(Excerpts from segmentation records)

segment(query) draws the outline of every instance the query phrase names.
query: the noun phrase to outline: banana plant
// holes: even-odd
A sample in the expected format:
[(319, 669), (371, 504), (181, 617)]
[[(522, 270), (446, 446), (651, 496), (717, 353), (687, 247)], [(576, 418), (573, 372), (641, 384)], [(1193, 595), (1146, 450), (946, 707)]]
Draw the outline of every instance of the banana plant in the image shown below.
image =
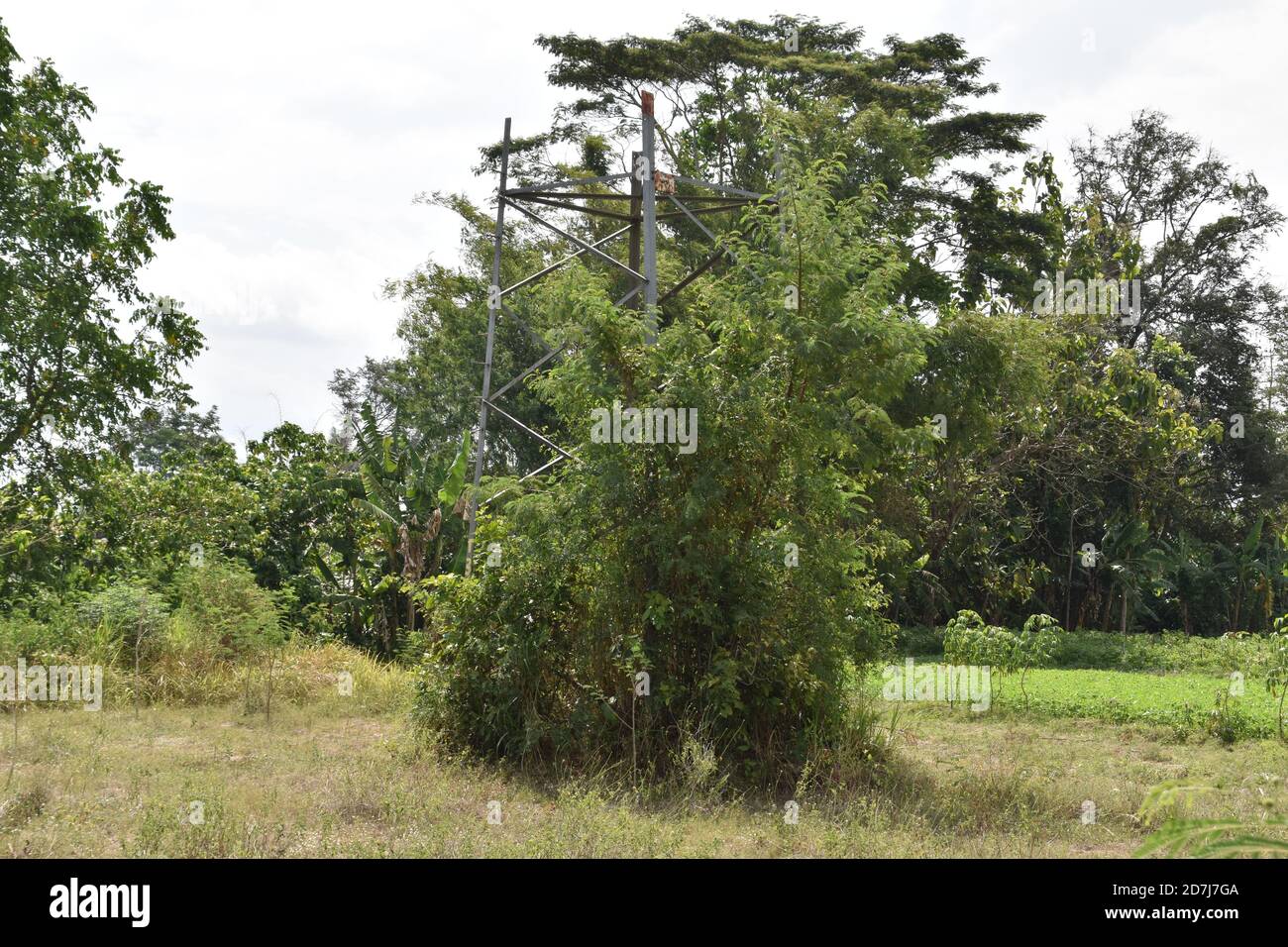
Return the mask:
[(1185, 634), (1193, 634), (1190, 604), (1200, 602), (1211, 586), (1215, 576), (1212, 553), (1186, 532), (1181, 532), (1171, 541), (1160, 540), (1159, 551), (1163, 564), (1158, 577), (1159, 585), (1180, 604)]
[(1122, 593), (1122, 612), (1118, 620), (1118, 630), (1122, 634), (1127, 634), (1132, 606), (1149, 612), (1153, 617), (1153, 612), (1141, 600), (1141, 589), (1149, 586), (1153, 577), (1166, 569), (1167, 562), (1160, 549), (1148, 545), (1149, 539), (1149, 526), (1144, 521), (1114, 519), (1110, 521), (1101, 541), (1109, 573)]
[[(397, 416), (390, 430), (383, 432), (370, 405), (362, 405), (352, 429), (357, 472), (325, 486), (343, 487), (353, 506), (370, 515), (385, 560), (383, 576), (370, 591), (390, 594), (395, 602), (402, 593), (406, 629), (412, 630), (416, 603), (407, 590), (443, 569), (444, 524), (465, 510), (470, 433), (461, 434), (459, 450), (447, 460), (416, 450)], [(464, 544), (459, 544), (450, 567), (456, 568), (464, 554)], [(386, 627), (386, 649), (392, 649), (395, 631)]]
[(1226, 557), (1226, 568), (1234, 573), (1234, 613), (1230, 617), (1230, 631), (1239, 631), (1243, 621), (1243, 603), (1248, 593), (1248, 582), (1261, 580), (1273, 581), (1269, 560), (1261, 558), (1261, 532), (1266, 518), (1257, 517), (1257, 521), (1248, 528), (1243, 542), (1236, 549), (1221, 546)]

The task: Can you output every line of the data above as a numbered list, skipping any blank lines and leaving out the pictures?

Worked solution:
1. segment(query) draws the outline of every instance the query phrase names.
2. query: the noun phrase to outline: banana plant
3. // holes: even-odd
4. A sample in the expected format:
5. [(319, 669), (371, 504), (181, 617)]
6. [[(522, 270), (446, 446), (651, 496), (717, 353), (687, 247)], [(576, 418), (573, 372), (641, 384)], [(1193, 595), (1146, 450), (946, 707)]]
7. Draw the outline of every instance of the banana plant in the image shown below.
8. image =
9. Return the mask:
10. [(1185, 634), (1193, 634), (1190, 604), (1200, 602), (1211, 586), (1215, 576), (1212, 553), (1186, 532), (1181, 532), (1171, 541), (1160, 540), (1159, 551), (1163, 564), (1158, 577), (1159, 585), (1180, 604)]
11. [(1122, 593), (1122, 612), (1118, 620), (1118, 630), (1122, 634), (1127, 634), (1132, 606), (1149, 612), (1153, 617), (1153, 612), (1141, 600), (1141, 589), (1149, 586), (1153, 577), (1166, 569), (1167, 562), (1160, 549), (1148, 545), (1149, 539), (1149, 526), (1144, 521), (1114, 519), (1110, 521), (1101, 541), (1109, 573)]
12. [[(397, 416), (390, 430), (383, 432), (370, 405), (362, 405), (352, 429), (357, 472), (325, 486), (343, 487), (353, 506), (370, 515), (385, 560), (383, 576), (370, 591), (390, 594), (395, 602), (402, 593), (406, 629), (412, 630), (416, 603), (407, 590), (443, 569), (444, 524), (465, 510), (470, 433), (461, 434), (459, 450), (447, 460), (416, 450)], [(464, 544), (459, 544), (450, 567), (456, 568), (464, 554)], [(386, 627), (386, 649), (392, 649), (395, 631)]]
13. [(1226, 557), (1226, 568), (1234, 573), (1234, 613), (1230, 617), (1230, 631), (1239, 631), (1243, 621), (1243, 603), (1248, 593), (1248, 582), (1261, 580), (1273, 581), (1269, 560), (1261, 558), (1261, 532), (1266, 518), (1257, 517), (1257, 521), (1248, 528), (1243, 542), (1236, 549), (1221, 546)]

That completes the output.